Copy exactly, and only, the lines from the line containing "Mark the street" through the last line of the records below, both included.

___ STORED RECORDS

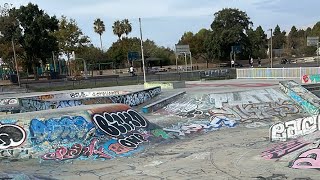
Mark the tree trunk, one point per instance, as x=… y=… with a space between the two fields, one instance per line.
x=35 y=72
x=101 y=42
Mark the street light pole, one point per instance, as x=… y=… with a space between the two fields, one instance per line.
x=318 y=52
x=271 y=48
x=142 y=55
x=15 y=61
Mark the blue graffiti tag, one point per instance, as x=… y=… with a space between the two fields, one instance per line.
x=63 y=129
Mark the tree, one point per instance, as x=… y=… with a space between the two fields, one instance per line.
x=196 y=43
x=293 y=38
x=127 y=28
x=118 y=52
x=36 y=37
x=70 y=36
x=279 y=38
x=118 y=29
x=99 y=28
x=258 y=41
x=228 y=29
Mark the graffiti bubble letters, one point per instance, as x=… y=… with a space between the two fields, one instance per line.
x=115 y=124
x=283 y=149
x=307 y=160
x=76 y=150
x=8 y=101
x=11 y=136
x=119 y=149
x=295 y=128
x=64 y=129
x=132 y=141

______

- SOLUTION TO THE EXERCISE
Mark the street light pole, one point per instance, as x=… y=… with a space between the two fields, one instance per line.
x=318 y=52
x=271 y=48
x=142 y=55
x=15 y=61
Mark the blue graffiti tag, one point per instance, as x=… y=… with a space between the two fields, one instance per line.
x=63 y=129
Mark the tree, one point per instance, as x=… y=… with a space between the two fields, one instance per line.
x=196 y=43
x=293 y=38
x=127 y=28
x=118 y=52
x=36 y=37
x=70 y=36
x=279 y=38
x=118 y=29
x=99 y=28
x=258 y=41
x=228 y=29
Mark the graffiti bubble letters, one point per instance, as x=… y=… with a space between the two fields, one instance per line.
x=115 y=124
x=283 y=149
x=307 y=160
x=76 y=150
x=8 y=101
x=11 y=136
x=119 y=149
x=295 y=128
x=64 y=129
x=132 y=141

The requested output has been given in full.